Reproduce every line of the records below, requests included, and scale each coordinate in the answers by 2.3, rounding to whole numbers with halves rounded up. Leave the pictures out of your answer.

Dataset rows showing where objects appear:
◆ ◆ ◆ ◆ ◆
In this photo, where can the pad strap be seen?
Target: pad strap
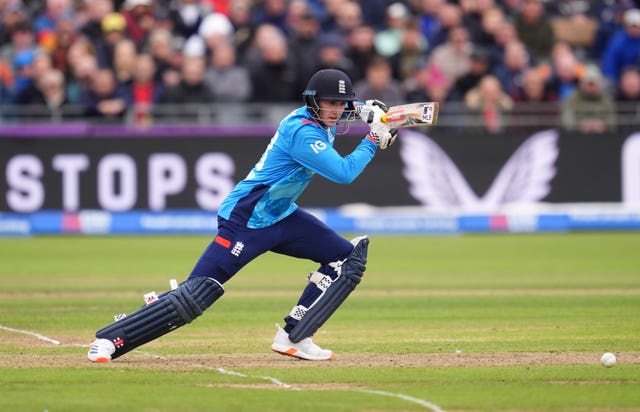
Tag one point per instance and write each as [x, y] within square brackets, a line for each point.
[349, 276]
[176, 308]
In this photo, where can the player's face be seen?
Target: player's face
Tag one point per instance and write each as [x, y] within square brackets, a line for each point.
[330, 111]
◆ ◆ ◆ ◆ ◆
Expected answer:
In this photo, where can the pad strap be seen?
Target: pad strap
Tag one point per instance and write each as [x, y] within square brackets, a line for each point.
[803, 635]
[405, 708]
In this photo, where can the player's face be seen?
Target: player's face
Tag one point per instance and write each as [x, y] within square brackets, a line for each point.
[759, 255]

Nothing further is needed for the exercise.